State how many lines in the items contain the string "panel", treating case as significant, and give only that number.
=== Records for this task ===
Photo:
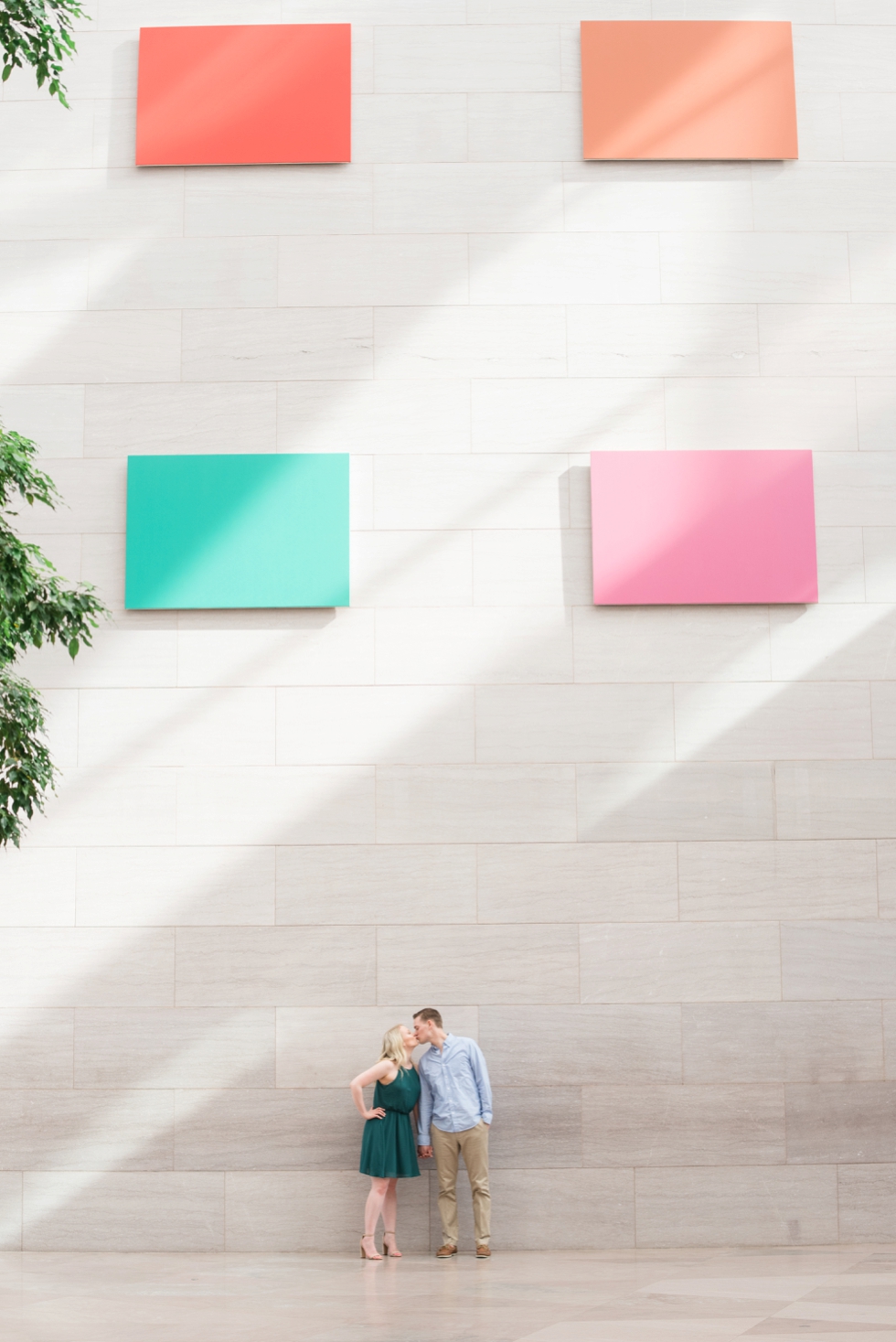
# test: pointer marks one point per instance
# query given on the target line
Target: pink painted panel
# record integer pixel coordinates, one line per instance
(703, 528)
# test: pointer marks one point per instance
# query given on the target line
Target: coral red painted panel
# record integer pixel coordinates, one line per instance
(688, 91)
(244, 94)
(703, 528)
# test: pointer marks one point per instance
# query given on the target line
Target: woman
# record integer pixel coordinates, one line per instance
(388, 1149)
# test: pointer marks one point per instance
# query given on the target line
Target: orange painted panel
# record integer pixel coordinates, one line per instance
(688, 91)
(244, 94)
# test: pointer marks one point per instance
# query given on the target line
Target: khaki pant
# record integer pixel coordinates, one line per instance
(447, 1148)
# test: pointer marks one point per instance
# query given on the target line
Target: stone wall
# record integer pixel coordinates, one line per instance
(646, 856)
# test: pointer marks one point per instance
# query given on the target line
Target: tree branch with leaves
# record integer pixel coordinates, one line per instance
(37, 607)
(39, 34)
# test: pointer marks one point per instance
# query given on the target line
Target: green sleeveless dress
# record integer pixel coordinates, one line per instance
(388, 1148)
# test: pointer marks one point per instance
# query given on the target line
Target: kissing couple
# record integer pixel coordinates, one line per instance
(448, 1097)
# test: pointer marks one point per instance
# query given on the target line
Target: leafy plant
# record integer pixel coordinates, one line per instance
(37, 607)
(39, 34)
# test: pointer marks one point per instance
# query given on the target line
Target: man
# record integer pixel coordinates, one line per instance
(455, 1117)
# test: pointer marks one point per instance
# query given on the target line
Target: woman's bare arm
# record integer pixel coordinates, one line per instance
(373, 1074)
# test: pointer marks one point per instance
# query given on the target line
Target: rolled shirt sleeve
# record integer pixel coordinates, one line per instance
(483, 1085)
(424, 1112)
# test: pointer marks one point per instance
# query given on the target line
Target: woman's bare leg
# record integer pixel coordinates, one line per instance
(373, 1207)
(389, 1215)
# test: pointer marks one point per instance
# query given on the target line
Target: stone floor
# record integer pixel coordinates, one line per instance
(840, 1294)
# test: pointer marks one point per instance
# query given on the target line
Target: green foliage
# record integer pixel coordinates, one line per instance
(26, 768)
(37, 607)
(37, 32)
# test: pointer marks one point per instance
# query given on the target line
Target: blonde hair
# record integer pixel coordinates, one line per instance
(393, 1047)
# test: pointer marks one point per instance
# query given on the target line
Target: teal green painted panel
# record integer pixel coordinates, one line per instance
(236, 531)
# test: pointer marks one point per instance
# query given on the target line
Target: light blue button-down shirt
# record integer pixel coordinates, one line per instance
(455, 1092)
===
Answer below: 4